Top of SOURCE EXTRACT

There is only the illusion of solace in beauty. If age and disability teach us anything, it is that investing in beauty will never set us free. Beauty has always been hurled as a weapon. It has always taken the form of an exclusive club; and supposed protection against violence, isolation and pain, but this is a myth. It is not true, even for those accepted in to the club. I don’t think we can reclaim beauty.
Magnificence has always been with us. Always been there in the freak shows—staring back at the gawking crowd, in the back rooms of the brothels, in the fields fresh with cotton, on the street corners in the middle of the night, as the bombs drop, in our breaths after surviving the doctor’s office, crossing the border, in the first quiet moments of a bloody face after the attack is done. Magnificence was there.
Magnificence was with me in the car rides home after long days being dehumanized, abused and steeled in the medical industrial complex. It was there with me when I took my first breaths in my mother’s arms in Korea, and a week later those first days alone without her realizing I wasn’t going home.
Magnificence has always been with us.

Bottom of SOURCE EXTRACT
Top of INFORMATION

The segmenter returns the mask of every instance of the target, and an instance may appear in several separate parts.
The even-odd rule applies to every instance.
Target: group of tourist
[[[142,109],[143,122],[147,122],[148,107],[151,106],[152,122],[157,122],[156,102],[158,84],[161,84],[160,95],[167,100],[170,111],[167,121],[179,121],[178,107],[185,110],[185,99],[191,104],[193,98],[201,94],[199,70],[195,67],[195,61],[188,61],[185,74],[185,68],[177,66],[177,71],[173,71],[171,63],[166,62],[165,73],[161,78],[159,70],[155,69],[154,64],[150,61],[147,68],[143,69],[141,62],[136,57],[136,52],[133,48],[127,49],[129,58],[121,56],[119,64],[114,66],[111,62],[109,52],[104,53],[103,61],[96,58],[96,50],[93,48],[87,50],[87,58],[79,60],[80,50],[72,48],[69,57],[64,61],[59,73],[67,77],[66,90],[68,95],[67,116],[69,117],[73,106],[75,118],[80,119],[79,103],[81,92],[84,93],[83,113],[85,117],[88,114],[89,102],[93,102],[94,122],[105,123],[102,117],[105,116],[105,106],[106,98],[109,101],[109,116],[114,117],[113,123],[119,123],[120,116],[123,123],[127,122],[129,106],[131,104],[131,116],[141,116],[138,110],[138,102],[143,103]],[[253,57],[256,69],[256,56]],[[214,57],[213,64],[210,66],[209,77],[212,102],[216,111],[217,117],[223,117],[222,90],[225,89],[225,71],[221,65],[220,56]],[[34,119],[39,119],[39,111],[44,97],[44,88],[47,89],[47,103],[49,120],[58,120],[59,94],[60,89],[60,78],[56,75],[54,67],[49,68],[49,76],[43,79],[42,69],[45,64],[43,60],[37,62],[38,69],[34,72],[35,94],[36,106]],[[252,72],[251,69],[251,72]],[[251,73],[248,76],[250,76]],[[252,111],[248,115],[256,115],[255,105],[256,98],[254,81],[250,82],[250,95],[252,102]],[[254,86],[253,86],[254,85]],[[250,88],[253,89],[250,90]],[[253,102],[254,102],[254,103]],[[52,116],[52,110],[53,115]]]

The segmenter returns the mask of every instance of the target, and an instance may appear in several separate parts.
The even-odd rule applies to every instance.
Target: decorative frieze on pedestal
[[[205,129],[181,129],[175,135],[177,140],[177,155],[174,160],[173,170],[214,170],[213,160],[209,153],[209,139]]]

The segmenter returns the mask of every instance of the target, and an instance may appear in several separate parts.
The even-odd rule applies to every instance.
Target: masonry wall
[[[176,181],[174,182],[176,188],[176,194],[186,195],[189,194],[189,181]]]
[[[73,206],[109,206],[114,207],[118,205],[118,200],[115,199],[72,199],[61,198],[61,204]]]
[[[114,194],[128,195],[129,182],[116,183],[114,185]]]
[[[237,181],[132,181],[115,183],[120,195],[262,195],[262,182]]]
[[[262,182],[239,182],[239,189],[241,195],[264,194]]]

Bottom of INFORMATION

_WHAT IS EXPECTED_.
Reproduce the passage on beauty and magnificence word for word, in full.

_COMPLETED EXERCISE_.
There is only the illusion of solace in beauty. If age and disability teach us anything, it is that investing in beauty will never set us free. Beauty has always been hurled as a weapon. It has always taken the form of an exclusive club; and supposed protection against violence, isolation and pain, but this is a myth. It is not true, even for those accepted in to the club. I don’t think we can reclaim beauty.
Magnificence has always been with us. Always been there in the freak shows—staring back at the gawking crowd, in the back rooms of the brothels, in the fields fresh with cotton, on the street corners in the middle of the night, as the bombs drop, in our breaths after surviving the doctor’s office, crossing the border, in the first quiet moments of a bloody face after the attack is done. Magnificence was there.
Magnificence was with me in the car rides home after long days being dehumanized, abused and steeled in the medical industrial complex. It was there with me when I took my first breaths in my mother’s arms in Korea, and a week later those first days alone without her realizing I wasn’t going home.
Magnificence has always been with us.